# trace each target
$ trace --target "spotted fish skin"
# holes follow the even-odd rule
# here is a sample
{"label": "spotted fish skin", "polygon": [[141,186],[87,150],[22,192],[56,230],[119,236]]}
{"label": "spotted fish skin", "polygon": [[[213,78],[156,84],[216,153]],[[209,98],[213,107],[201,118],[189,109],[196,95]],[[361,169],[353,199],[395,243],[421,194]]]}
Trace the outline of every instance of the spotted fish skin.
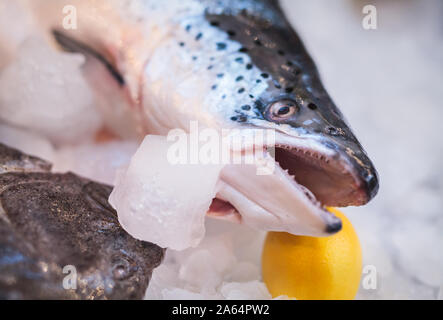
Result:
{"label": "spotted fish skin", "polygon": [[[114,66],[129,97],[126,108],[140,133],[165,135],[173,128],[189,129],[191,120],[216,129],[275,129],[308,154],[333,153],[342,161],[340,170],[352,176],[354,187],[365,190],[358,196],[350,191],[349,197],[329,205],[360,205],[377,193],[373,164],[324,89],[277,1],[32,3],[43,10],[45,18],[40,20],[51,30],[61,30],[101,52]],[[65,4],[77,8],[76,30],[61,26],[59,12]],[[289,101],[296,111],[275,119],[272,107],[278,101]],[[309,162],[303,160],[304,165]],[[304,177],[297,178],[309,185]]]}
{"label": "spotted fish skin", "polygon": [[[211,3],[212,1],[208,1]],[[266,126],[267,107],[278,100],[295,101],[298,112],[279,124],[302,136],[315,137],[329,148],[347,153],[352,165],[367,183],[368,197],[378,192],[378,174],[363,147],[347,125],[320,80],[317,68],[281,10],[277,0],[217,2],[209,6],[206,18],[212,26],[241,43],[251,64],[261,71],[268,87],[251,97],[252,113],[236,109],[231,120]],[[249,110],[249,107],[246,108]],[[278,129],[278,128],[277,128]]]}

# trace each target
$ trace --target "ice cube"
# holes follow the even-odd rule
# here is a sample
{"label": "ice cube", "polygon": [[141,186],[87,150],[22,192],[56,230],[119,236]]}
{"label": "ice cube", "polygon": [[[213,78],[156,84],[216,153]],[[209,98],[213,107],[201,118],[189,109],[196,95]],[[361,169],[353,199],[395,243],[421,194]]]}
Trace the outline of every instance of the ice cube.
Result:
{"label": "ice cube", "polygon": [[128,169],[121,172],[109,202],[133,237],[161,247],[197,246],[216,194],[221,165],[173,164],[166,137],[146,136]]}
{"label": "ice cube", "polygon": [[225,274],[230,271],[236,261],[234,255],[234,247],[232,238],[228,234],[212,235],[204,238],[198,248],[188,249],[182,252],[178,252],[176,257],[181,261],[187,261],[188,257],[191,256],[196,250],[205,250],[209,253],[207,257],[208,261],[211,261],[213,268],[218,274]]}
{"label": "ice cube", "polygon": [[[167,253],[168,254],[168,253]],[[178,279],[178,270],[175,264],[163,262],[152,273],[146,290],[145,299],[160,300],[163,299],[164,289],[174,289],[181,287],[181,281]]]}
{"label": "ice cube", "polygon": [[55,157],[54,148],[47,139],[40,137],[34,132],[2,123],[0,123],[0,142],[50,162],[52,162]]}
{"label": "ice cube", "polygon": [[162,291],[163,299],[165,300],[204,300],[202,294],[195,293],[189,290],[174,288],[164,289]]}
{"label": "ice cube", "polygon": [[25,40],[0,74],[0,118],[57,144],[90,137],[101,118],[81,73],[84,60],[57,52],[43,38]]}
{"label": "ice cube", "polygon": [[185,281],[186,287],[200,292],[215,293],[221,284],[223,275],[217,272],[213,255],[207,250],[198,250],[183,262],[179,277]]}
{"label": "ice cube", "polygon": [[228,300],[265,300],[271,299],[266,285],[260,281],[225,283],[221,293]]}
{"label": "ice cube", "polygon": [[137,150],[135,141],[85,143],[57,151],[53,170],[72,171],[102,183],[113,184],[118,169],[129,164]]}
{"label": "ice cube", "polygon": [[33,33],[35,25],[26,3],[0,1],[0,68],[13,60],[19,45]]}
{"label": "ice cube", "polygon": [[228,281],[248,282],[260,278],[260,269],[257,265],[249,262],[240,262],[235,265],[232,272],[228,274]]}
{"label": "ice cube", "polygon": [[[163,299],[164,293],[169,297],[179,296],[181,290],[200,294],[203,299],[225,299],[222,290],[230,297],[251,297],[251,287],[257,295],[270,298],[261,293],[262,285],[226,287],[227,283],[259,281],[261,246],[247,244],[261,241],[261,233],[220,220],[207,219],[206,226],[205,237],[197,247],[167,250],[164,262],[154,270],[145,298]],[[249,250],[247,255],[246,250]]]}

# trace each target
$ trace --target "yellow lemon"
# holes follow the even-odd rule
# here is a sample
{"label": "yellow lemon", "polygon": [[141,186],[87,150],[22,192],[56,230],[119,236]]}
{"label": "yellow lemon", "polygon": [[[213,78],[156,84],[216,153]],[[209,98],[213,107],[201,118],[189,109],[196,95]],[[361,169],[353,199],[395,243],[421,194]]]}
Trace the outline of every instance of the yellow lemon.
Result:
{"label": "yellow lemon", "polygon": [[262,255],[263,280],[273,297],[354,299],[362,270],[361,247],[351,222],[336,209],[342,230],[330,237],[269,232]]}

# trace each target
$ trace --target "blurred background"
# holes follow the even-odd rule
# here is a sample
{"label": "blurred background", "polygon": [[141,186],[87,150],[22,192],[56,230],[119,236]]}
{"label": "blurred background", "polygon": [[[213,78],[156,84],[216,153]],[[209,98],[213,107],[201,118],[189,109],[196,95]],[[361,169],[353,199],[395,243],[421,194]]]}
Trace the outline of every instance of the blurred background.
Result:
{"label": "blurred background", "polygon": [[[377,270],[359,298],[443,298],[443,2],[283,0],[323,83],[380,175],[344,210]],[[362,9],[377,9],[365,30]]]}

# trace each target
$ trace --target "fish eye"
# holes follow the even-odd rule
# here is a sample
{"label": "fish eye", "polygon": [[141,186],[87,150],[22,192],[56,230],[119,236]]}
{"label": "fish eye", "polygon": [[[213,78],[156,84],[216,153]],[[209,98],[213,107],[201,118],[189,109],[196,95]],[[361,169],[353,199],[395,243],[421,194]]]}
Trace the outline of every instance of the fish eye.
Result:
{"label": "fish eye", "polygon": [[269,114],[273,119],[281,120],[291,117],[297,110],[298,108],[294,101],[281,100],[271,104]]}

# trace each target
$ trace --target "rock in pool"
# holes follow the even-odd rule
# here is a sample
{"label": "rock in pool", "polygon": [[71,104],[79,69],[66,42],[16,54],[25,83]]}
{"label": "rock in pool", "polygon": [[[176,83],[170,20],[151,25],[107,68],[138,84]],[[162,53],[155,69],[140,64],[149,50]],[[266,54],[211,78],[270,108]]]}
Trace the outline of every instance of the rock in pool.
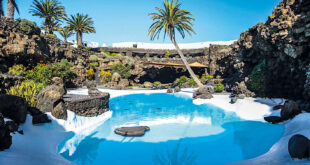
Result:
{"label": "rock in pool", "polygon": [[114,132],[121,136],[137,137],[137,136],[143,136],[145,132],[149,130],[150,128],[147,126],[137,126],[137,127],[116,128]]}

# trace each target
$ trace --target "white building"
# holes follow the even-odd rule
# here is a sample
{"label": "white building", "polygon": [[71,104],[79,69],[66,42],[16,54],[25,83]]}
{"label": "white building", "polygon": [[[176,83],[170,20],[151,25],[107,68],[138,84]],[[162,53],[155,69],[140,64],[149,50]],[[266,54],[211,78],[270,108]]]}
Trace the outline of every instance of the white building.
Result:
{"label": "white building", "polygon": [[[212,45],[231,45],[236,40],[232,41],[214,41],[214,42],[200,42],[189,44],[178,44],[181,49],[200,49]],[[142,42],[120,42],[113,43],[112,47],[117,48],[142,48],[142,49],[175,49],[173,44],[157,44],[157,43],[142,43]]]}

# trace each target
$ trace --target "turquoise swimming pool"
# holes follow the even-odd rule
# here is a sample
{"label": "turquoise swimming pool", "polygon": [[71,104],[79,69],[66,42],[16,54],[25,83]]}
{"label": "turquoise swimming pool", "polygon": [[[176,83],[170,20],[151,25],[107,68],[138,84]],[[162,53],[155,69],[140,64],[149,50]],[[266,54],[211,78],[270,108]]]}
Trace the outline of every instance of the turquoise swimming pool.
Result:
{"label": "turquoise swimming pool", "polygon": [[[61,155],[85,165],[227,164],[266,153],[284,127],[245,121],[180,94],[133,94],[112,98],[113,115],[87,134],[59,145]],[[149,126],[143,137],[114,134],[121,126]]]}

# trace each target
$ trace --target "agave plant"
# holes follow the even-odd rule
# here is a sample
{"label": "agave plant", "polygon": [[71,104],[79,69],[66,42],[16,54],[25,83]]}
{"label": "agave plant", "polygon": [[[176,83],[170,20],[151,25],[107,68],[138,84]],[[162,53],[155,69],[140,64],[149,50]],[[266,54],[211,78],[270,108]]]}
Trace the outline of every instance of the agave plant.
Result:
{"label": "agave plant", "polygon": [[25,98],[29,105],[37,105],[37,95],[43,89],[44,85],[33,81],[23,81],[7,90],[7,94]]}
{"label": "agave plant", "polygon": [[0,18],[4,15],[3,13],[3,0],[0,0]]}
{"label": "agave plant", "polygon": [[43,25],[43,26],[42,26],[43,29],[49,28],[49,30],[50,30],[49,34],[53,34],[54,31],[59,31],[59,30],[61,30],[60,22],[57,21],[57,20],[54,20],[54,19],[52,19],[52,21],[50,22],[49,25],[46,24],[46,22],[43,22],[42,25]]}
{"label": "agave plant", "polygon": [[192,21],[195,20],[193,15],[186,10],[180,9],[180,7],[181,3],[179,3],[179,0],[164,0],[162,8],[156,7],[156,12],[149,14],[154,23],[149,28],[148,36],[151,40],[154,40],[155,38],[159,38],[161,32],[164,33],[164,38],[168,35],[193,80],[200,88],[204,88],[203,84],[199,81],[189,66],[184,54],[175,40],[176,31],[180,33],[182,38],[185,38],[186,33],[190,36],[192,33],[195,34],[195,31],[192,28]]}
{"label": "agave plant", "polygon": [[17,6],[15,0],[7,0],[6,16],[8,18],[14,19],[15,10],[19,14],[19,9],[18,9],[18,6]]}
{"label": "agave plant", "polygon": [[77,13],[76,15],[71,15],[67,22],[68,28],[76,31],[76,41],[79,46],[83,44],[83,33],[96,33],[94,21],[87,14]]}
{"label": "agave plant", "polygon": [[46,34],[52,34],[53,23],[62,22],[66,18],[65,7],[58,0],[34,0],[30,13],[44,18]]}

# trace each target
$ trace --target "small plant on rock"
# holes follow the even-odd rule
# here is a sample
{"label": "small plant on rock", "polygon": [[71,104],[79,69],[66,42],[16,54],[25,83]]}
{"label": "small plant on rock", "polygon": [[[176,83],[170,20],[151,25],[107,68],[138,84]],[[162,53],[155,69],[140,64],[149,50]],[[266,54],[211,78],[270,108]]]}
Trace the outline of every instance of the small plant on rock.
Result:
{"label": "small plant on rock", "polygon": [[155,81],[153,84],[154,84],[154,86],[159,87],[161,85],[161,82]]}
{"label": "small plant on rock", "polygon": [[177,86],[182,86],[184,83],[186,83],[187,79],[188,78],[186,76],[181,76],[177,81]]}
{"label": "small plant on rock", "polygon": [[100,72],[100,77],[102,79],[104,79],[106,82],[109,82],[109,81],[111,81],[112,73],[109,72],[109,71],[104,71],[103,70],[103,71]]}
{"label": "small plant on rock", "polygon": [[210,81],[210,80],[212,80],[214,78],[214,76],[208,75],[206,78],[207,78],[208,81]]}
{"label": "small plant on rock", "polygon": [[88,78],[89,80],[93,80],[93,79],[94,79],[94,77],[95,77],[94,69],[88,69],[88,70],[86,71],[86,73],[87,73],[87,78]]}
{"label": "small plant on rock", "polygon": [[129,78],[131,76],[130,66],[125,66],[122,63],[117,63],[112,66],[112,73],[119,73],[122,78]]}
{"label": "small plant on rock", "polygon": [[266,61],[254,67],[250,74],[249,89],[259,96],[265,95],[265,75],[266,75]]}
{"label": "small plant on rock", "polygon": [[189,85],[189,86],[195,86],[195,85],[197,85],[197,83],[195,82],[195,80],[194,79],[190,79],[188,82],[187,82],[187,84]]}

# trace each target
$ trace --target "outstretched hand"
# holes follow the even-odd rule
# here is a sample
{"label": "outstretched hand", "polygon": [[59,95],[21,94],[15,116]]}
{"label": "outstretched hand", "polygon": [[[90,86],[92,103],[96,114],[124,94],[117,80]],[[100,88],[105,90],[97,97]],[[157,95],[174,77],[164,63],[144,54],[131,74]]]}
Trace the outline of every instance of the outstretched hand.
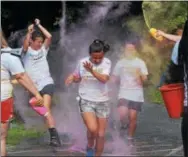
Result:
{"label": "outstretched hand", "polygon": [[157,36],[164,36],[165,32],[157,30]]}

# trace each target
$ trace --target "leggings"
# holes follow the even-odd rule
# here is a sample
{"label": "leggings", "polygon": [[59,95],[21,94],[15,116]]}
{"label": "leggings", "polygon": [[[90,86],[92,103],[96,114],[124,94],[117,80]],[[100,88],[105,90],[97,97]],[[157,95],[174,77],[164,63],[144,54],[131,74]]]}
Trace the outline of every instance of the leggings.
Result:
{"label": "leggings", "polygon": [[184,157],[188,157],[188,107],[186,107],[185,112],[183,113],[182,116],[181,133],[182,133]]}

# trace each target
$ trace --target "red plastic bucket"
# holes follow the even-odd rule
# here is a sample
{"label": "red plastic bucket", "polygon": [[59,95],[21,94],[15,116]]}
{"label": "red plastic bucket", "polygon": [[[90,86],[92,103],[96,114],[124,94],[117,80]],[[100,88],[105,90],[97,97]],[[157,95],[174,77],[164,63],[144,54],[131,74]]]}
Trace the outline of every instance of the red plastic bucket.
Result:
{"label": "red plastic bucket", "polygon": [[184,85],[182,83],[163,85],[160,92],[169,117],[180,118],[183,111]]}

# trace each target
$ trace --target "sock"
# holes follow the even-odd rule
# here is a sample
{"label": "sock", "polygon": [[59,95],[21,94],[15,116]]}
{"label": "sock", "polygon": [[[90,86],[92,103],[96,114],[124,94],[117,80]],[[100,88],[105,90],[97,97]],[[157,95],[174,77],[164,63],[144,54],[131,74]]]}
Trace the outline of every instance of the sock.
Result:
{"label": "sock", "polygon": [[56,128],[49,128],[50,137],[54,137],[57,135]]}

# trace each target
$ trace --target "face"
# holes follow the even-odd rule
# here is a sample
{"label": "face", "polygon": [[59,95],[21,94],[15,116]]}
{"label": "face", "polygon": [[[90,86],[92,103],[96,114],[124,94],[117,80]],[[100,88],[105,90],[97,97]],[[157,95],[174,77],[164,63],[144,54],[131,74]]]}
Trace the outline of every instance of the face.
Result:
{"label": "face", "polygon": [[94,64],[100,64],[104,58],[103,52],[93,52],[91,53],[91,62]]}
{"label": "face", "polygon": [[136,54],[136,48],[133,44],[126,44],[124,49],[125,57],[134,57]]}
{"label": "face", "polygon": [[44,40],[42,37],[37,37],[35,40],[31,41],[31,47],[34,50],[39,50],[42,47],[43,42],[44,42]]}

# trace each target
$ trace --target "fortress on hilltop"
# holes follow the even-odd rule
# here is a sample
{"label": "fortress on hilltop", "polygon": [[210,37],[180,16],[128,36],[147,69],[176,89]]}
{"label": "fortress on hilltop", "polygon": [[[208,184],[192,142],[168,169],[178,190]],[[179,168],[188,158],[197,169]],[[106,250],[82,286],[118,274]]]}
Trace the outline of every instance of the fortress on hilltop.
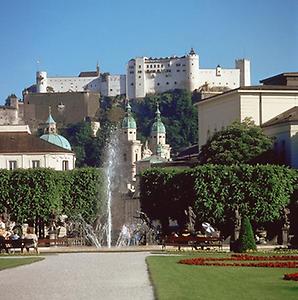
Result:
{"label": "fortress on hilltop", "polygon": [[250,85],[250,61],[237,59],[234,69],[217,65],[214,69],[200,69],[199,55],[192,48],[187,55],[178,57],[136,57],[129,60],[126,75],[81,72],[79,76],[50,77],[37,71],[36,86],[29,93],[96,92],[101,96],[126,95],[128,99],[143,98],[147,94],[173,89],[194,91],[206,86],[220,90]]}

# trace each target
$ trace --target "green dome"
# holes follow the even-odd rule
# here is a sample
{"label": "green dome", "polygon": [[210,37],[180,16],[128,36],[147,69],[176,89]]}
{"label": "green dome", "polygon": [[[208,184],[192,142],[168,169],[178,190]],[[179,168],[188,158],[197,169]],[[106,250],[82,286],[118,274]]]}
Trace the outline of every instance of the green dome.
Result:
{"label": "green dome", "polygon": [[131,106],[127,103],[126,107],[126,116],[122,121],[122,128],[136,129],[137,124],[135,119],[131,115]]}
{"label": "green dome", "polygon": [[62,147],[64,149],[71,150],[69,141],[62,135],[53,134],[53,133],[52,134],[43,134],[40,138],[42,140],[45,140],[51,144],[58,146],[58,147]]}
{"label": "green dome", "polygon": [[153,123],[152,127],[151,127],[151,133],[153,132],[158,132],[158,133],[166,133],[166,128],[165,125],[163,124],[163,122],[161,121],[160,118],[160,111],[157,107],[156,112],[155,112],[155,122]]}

---

▸ REQUIREMENT
Set the material down exactly as written, starting at its first line. The line containing "Trace the outline of every instance of the spotted" is the last one to include.

▸ SOLUTION BELOW
# trace each target
$ trace --target "spotted fish skin"
# holes follow the even-odd rule
# here is a sample
{"label": "spotted fish skin", "polygon": [[141,186],[87,150],[22,192],[56,230],[119,236]]}
{"label": "spotted fish skin", "polygon": [[[213,78],[156,84],[216,153]],[[209,98],[213,107],[201,118],[189,109],[196,95]],[[361,169],[353,199],[395,243],[421,194]]]}
Trace the outline of every instance of the spotted fish skin.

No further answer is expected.